Start of LISTED RECORDS

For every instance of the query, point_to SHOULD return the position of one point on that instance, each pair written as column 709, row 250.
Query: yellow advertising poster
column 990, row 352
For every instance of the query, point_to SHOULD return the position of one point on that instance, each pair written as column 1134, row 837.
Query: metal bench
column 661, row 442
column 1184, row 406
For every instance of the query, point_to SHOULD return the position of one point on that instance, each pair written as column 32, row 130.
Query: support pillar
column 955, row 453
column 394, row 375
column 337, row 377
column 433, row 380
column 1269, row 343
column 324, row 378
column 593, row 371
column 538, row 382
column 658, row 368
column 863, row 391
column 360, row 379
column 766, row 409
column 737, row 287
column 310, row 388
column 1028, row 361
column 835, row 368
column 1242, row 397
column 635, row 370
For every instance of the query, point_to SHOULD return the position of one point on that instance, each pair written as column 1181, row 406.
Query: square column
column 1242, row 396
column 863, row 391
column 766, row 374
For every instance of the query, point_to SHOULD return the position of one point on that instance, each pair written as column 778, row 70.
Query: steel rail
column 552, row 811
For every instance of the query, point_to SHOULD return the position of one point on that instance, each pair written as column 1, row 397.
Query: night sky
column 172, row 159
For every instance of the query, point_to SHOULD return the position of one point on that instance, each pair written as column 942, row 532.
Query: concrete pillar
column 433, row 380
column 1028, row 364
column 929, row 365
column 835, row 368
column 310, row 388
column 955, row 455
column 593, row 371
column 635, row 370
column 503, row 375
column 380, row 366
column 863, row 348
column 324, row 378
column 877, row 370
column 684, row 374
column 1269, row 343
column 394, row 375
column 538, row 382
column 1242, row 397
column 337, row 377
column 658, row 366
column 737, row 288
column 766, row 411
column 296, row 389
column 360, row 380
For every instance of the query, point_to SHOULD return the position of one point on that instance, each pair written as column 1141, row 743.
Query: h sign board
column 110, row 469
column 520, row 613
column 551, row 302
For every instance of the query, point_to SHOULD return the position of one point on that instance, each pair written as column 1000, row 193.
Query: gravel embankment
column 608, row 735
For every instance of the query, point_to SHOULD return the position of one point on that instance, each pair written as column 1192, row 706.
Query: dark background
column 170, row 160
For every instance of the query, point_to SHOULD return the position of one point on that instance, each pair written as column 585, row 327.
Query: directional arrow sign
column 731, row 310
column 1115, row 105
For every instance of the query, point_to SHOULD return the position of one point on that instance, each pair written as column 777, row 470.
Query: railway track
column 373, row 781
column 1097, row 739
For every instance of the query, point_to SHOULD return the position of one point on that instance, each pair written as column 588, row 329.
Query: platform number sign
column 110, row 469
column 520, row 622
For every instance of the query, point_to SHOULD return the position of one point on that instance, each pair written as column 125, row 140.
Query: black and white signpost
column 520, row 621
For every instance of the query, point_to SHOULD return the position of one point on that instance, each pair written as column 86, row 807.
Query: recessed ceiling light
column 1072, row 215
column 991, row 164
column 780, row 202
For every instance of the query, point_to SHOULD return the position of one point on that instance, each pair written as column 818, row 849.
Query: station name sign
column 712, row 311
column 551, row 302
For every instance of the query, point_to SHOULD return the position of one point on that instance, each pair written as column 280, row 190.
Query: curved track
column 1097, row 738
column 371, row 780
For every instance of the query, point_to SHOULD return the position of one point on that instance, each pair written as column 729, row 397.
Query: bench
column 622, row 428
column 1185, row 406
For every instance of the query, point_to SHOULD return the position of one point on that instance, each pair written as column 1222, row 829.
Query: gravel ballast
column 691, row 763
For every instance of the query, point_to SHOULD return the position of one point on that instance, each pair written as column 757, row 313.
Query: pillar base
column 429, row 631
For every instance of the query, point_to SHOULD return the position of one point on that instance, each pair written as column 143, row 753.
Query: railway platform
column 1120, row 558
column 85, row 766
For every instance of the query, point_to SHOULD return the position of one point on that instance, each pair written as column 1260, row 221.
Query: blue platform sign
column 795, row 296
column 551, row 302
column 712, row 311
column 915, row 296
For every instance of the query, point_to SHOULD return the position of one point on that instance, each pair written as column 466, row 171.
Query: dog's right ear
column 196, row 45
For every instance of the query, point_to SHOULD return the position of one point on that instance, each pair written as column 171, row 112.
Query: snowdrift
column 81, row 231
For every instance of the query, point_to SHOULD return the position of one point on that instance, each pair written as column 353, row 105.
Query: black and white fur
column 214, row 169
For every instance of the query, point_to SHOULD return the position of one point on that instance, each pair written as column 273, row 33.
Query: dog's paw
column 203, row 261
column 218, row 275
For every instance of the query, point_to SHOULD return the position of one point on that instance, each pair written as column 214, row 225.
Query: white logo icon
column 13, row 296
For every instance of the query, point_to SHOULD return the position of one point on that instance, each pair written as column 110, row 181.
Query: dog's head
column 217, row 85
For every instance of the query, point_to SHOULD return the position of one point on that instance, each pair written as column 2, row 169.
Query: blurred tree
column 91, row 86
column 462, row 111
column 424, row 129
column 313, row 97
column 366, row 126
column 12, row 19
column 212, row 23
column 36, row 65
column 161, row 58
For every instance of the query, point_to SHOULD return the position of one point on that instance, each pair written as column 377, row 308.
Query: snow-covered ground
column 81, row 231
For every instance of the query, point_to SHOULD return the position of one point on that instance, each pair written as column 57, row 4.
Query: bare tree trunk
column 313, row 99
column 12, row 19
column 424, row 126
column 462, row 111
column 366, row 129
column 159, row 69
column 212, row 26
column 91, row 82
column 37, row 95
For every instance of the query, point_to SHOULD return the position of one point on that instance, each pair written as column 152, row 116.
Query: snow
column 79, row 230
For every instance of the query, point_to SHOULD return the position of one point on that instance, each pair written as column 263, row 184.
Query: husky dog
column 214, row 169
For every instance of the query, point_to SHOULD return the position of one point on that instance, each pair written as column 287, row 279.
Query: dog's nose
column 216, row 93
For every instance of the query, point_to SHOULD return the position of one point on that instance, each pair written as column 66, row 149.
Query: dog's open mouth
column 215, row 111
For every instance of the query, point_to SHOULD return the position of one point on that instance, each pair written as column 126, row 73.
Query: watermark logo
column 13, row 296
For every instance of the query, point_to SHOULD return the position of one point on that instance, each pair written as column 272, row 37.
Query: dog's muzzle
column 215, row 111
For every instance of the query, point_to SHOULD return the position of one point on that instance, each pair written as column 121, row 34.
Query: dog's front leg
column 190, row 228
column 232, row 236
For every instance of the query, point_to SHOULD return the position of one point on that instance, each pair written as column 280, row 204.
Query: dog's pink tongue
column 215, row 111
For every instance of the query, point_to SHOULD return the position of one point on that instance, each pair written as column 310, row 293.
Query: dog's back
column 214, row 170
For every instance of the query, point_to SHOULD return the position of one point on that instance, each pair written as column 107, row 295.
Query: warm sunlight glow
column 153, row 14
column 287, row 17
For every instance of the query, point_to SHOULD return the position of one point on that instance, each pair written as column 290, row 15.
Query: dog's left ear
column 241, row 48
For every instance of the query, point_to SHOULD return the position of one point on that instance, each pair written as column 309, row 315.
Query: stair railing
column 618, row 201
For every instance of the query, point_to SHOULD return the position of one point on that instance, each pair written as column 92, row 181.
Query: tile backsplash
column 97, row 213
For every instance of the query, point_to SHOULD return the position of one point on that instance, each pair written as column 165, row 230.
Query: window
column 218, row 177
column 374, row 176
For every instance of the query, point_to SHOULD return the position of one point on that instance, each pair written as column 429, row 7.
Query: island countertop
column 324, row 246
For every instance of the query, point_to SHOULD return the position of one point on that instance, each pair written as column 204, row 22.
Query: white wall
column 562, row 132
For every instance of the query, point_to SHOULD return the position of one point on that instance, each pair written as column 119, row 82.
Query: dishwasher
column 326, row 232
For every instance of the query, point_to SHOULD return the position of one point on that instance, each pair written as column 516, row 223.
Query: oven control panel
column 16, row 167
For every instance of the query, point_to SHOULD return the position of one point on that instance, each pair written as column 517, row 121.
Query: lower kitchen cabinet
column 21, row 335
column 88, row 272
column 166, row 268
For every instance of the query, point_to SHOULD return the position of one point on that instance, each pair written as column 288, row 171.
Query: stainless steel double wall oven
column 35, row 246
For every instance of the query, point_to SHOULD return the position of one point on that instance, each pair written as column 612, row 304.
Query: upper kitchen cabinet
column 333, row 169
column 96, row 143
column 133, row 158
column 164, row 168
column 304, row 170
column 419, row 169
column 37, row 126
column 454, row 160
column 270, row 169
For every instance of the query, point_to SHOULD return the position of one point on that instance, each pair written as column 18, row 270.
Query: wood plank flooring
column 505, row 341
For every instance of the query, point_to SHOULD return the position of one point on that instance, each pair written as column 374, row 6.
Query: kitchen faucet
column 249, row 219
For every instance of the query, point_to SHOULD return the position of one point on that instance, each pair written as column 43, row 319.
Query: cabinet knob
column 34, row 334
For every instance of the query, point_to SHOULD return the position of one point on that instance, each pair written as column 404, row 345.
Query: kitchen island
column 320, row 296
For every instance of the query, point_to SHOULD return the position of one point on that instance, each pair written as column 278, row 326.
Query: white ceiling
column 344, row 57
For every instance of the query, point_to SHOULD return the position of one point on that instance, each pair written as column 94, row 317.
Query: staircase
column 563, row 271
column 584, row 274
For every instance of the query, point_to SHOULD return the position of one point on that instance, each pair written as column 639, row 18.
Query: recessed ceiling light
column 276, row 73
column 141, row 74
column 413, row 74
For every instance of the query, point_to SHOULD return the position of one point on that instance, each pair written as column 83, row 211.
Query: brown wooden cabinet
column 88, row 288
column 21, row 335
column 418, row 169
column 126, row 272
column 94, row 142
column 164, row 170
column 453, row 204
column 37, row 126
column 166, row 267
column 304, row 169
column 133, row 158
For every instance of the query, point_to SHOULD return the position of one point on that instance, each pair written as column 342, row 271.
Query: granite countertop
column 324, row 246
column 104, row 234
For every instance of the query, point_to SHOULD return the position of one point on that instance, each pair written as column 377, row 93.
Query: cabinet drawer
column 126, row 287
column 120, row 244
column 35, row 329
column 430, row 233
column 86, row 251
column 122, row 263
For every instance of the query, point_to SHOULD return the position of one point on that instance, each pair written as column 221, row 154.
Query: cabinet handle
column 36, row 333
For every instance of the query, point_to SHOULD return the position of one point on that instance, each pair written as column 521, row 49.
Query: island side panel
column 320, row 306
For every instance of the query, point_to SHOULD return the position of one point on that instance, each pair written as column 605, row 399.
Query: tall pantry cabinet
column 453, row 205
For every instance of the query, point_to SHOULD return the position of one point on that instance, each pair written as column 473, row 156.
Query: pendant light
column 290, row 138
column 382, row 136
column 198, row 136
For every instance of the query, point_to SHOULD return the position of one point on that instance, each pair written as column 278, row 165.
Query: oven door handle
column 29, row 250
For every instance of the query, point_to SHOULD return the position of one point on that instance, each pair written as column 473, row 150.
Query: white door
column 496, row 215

End of LISTED RECORDS

**WORK ORDER**.
What you return must be the lines above that run from the line with "Query: night sky" to the line with "942, row 532.", inclusive, each copied exactly.

**WRITTEN ANSWER**.
Query: night sky
column 172, row 159
For every instance of the query, point_to SHOULD return the position of one point on that instance, each pair written as column 942, row 532.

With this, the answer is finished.